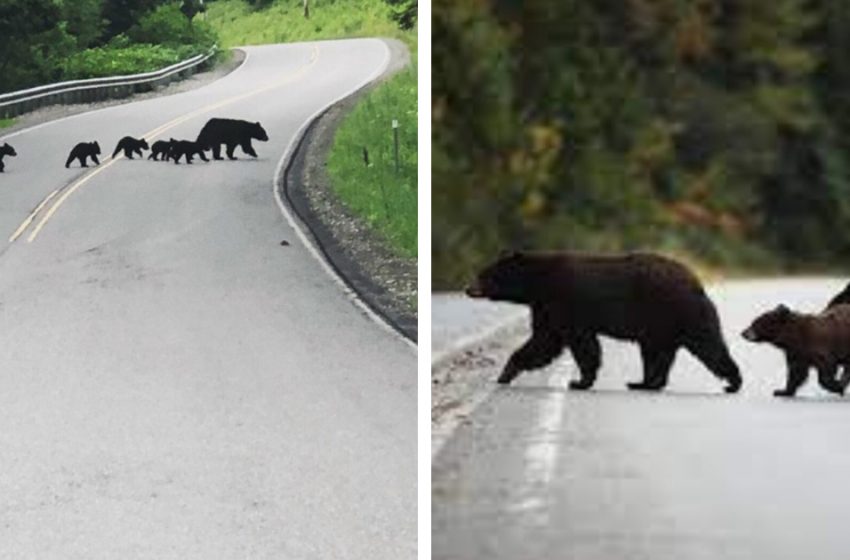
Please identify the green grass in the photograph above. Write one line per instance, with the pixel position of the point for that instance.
(385, 199)
(238, 23)
(133, 59)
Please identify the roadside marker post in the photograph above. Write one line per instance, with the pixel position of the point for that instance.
(395, 143)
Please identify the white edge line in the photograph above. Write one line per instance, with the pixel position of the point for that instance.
(294, 222)
(128, 100)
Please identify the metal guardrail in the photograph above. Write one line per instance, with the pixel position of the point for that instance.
(97, 89)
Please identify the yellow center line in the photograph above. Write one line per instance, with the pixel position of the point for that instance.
(150, 135)
(32, 215)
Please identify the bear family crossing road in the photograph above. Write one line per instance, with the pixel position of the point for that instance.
(574, 298)
(659, 304)
(537, 471)
(175, 383)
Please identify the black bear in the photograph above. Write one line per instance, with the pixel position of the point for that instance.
(82, 151)
(640, 297)
(821, 341)
(130, 146)
(185, 148)
(231, 133)
(6, 150)
(161, 148)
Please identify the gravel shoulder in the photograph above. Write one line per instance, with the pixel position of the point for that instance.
(386, 281)
(195, 81)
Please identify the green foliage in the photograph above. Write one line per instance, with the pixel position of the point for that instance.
(134, 59)
(166, 25)
(388, 201)
(695, 127)
(44, 41)
(237, 23)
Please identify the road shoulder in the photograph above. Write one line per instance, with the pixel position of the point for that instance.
(385, 281)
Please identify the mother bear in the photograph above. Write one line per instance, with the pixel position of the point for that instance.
(232, 133)
(640, 297)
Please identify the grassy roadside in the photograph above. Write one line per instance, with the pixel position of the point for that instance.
(386, 200)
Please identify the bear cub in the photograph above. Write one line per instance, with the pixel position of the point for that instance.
(130, 146)
(185, 148)
(6, 150)
(820, 340)
(640, 297)
(161, 148)
(82, 151)
(231, 133)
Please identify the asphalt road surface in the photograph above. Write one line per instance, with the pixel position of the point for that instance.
(175, 383)
(539, 472)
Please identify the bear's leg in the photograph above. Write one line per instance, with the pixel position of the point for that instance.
(798, 371)
(588, 356)
(247, 148)
(828, 378)
(711, 350)
(657, 361)
(537, 352)
(844, 376)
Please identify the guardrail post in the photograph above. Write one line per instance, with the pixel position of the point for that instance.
(81, 91)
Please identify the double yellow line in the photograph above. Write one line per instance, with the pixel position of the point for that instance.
(65, 192)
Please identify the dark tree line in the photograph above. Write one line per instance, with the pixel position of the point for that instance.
(37, 37)
(718, 128)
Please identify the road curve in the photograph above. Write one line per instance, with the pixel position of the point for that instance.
========================
* **Exercise brief**: Copy out all the records exactly, excluding pictures.

* **Output of the exercise**:
Please identify the green grass in the photograph above. Write one line per instance, with the pixel position of the point for that instance.
(385, 199)
(238, 23)
(133, 59)
Please identify the roadside marker post in the photograph above. Write one line per instance, with the pixel position of the point for that instance.
(395, 143)
Please identify the white edge line in the photograph above. Write one line per instance, with the pixel position of the point for that instance.
(294, 222)
(128, 100)
Please identify the metal guardrail in the photograph above. Write one line per instance, with the pixel position of the point for that instance.
(97, 89)
Please identify the yellow center line in the photograph above. Write one line per instance, with the pixel position of the point for that instance.
(150, 135)
(32, 215)
Please identify the bear family crossing road in the photograph above. Write one line per instance, with the pixel position of the point for that instance.
(574, 298)
(659, 304)
(537, 471)
(175, 383)
Please identify the black bear in the photograph above. Write one line per instance, with the pixel position of the point for that instance.
(82, 151)
(640, 297)
(821, 341)
(130, 146)
(185, 148)
(231, 133)
(6, 150)
(161, 148)
Please identify the gravel shoulder in the photograph above. Write one line per instance, with the pixel position of the point for that instance.
(386, 281)
(195, 81)
Please identify the green foliage in the photograph above. Write one line per instance, with the pixel position of the point for that instance.
(134, 59)
(166, 25)
(388, 201)
(695, 127)
(44, 41)
(237, 23)
Please identify the road shoulder in the photograph above. Write one line per instance, with the pixel position of the point for that instance.
(385, 281)
Please identify the mother bear in the photograph above. Write one line per instance, with the pixel position of the point for that instance.
(232, 133)
(640, 297)
Please identify the grassy roadside in the photograph above. Write one line per instance, with the pixel position of the point for that instance.
(386, 200)
Please identify the bear cub in the photograph above. Write one line per instance, with the pixel position of the point for that instance.
(130, 146)
(185, 148)
(6, 150)
(820, 340)
(640, 297)
(161, 148)
(82, 151)
(231, 133)
Please identify the asphalt road surface in the photograph above. Write one line per instance, with the pixel position of the point for that instance.
(175, 383)
(539, 472)
Please identify the bear's leg in the photograph above. Write one line per instance, with the pixel position of the point for that instance.
(798, 371)
(588, 356)
(247, 148)
(828, 378)
(711, 350)
(657, 361)
(537, 352)
(844, 376)
Please identify the guardrail post in the photograph above. Write one line per instance, with the pixel position of the point for that instance.
(81, 91)
Please identify the double yellow line in the photograph above. Write one line per instance, with the pixel position of the point for that instance.
(65, 192)
Please identify the dark tree line in the photograph above. Write one line per instance, with the pixel position of the point for that instance.
(37, 37)
(718, 128)
Please identify the road curve in the photograph above. Write one line per instance, with the pixel position of the point for that instance.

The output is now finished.